====== RECORD SET ======

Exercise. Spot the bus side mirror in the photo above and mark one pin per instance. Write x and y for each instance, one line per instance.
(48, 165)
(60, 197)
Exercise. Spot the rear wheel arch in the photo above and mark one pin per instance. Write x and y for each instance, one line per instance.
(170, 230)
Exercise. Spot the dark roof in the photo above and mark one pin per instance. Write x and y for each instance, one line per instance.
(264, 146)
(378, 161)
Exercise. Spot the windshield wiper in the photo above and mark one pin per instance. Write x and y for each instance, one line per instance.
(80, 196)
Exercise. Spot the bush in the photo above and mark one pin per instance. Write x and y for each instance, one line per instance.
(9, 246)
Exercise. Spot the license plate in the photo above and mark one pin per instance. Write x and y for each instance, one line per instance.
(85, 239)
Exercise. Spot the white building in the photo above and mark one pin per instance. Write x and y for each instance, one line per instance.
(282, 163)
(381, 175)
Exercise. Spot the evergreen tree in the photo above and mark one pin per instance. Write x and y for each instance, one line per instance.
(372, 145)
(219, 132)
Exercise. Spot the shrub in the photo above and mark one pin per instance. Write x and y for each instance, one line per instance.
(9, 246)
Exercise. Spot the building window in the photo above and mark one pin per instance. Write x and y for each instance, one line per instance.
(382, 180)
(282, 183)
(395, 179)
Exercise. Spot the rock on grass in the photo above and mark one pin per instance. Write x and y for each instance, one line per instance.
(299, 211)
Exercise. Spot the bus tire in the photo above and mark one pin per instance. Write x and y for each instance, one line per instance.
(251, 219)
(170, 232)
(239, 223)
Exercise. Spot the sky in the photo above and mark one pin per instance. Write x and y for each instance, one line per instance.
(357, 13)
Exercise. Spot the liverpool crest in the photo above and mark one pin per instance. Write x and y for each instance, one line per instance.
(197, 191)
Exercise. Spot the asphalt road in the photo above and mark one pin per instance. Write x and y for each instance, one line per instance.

======

- GOAL OF THE EXERCISE
Output, unchanged, only the lines from the one that holds "Exercise. Spot the liverpool" through the last line of the material above.

- TASK ANSWER
Exercise. Spot the liverpool crest in the photo above and mark one pin per instance. Write x and y for each instance, one line per instance.
(197, 191)
Exercise. Spot the asphalt road in the photo above and mark one pin per instance. Write x and y for each instance, one line per instance.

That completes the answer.